• _Aim of the task_
Set out the lines from the first one through the line containing "[[327, 35, 381, 135], [423, 47, 479, 147]]" as a Markdown table with two columns, Row and Line. Number each row and omit blank lines.

[Collection entries]
+--

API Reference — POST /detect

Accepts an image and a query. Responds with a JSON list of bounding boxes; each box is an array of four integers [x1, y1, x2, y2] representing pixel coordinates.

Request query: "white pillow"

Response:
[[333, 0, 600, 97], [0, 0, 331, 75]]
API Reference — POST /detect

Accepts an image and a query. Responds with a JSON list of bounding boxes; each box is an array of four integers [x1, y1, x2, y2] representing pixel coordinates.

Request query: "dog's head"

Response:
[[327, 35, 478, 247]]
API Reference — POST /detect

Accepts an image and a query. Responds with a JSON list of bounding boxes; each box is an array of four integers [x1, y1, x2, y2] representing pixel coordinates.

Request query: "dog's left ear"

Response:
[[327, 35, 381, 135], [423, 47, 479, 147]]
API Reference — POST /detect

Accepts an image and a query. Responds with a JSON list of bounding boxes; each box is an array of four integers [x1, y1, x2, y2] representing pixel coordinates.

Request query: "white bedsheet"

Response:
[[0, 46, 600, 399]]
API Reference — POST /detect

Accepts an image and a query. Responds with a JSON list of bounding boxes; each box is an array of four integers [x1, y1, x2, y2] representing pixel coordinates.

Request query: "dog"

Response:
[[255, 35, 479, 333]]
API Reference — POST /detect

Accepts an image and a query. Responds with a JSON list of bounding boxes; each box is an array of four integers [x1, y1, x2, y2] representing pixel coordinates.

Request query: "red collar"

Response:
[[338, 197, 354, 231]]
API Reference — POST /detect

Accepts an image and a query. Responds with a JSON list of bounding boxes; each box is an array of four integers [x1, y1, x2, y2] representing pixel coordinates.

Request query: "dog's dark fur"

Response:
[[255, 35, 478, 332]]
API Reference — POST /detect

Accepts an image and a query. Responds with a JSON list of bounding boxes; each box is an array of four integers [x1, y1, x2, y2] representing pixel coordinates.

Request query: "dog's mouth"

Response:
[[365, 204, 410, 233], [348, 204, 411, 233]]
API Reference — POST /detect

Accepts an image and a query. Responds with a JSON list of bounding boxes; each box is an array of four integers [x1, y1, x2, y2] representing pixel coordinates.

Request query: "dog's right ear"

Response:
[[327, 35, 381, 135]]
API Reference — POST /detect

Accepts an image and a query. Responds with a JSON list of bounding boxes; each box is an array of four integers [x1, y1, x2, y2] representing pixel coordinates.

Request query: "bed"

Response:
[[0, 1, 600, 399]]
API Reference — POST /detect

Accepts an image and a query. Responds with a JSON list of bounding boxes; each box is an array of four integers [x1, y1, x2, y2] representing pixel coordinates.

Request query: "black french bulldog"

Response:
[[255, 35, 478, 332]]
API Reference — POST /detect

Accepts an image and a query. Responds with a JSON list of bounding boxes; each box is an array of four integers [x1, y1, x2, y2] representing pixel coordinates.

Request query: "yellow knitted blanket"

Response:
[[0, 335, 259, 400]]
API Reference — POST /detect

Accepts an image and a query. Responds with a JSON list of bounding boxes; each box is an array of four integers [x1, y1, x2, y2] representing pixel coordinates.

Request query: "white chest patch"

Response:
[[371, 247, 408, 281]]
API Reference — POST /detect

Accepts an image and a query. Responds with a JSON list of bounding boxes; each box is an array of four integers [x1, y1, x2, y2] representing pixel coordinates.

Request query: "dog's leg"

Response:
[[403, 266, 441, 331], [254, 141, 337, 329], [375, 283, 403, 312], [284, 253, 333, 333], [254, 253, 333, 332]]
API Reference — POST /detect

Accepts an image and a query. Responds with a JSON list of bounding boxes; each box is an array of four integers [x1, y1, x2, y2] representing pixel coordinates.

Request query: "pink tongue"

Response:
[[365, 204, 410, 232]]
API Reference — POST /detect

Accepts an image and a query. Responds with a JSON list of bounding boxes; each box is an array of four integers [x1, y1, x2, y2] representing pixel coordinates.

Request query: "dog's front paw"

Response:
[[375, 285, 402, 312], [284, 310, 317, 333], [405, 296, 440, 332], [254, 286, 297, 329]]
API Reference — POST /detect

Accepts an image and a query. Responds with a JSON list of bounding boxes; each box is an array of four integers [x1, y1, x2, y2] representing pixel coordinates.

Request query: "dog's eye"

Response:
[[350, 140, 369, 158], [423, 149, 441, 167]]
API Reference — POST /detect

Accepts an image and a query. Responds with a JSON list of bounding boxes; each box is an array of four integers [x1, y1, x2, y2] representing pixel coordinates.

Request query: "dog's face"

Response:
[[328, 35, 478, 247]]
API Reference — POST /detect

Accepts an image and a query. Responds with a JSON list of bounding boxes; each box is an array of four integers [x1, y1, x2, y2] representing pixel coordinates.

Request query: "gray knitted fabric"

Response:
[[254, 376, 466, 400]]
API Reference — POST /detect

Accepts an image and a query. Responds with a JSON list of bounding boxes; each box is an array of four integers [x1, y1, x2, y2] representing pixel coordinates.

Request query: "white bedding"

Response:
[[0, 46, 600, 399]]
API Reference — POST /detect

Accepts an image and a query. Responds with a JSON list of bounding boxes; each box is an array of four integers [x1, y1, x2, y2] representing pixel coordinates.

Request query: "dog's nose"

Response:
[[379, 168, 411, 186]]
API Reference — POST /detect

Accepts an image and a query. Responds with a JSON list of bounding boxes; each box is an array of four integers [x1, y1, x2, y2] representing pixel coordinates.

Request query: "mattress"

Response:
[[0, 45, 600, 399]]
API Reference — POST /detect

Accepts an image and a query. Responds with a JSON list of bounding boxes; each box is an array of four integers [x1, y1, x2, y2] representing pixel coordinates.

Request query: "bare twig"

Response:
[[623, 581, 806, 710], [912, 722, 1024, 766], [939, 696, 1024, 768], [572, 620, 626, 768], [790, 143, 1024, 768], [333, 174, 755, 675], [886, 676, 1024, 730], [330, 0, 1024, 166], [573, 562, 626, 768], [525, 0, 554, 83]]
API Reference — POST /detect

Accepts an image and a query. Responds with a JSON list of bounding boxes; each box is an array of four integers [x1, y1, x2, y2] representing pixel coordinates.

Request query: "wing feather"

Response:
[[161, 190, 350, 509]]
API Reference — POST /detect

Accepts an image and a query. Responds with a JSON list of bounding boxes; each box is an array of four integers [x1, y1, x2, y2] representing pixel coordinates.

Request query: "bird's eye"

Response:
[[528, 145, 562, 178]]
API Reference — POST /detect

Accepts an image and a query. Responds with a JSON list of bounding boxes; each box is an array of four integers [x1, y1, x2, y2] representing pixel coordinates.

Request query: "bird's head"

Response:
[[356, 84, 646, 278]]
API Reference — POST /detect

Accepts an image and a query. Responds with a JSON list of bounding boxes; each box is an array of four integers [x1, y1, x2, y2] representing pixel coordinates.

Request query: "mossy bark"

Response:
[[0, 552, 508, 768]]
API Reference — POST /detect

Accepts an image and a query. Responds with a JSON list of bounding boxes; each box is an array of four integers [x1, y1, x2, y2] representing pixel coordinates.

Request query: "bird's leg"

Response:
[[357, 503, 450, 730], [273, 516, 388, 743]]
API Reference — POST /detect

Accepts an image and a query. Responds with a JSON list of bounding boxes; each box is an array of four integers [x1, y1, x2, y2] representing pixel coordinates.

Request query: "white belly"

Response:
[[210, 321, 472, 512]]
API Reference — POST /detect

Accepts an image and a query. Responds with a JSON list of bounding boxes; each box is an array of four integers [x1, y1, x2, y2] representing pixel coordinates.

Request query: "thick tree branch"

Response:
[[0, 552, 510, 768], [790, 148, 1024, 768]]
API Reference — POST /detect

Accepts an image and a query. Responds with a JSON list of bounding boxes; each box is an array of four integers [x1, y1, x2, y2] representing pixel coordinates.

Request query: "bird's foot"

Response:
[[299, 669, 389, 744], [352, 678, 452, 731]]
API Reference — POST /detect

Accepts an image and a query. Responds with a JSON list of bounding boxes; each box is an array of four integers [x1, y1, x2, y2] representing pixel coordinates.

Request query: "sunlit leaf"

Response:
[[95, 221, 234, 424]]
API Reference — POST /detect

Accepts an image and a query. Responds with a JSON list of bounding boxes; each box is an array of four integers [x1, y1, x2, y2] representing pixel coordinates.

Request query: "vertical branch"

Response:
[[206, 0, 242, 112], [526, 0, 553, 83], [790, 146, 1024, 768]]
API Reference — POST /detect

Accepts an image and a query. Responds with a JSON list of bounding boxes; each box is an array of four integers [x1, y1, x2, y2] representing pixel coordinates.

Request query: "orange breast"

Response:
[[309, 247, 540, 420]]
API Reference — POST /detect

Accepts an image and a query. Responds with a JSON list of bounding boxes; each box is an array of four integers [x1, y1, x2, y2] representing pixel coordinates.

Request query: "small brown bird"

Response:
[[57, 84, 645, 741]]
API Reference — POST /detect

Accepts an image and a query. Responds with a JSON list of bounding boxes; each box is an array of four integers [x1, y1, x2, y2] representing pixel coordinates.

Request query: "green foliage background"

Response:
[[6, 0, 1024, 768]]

+--

• _Answer to this problem_
| Row | Line |
|---|---|
| 1 | API Reference — POST /detect |
| 2 | Accepts an image and a query. Responds with a JSON list of bounding boxes; each box is an array of four integers [x1, y1, x2, y2] representing pixel coordinates. |
| 3 | Request query: "white pillow" |
| 4 | Response: |
| 5 | [[333, 0, 600, 97], [0, 0, 331, 75]] |
| 6 | API Reference — POST /detect |
| 7 | Accepts an image and a query. Responds with a JSON list of bounding boxes; each box is an array of four integers [x1, y1, x2, y2] representing pixel coordinates. |
| 8 | Request query: "dog's head" |
| 9 | Response: |
| 10 | [[327, 35, 478, 247]] |
| 11 | API Reference — POST /detect |
| 12 | Accepts an image and a query. Responds with a JSON list of bounding boxes; each box is an array of four integers [x1, y1, x2, y2] representing pixel coordinates. |
| 13 | Request query: "dog's left ear" |
| 14 | Response: |
| 15 | [[327, 35, 381, 135], [423, 47, 479, 147]] |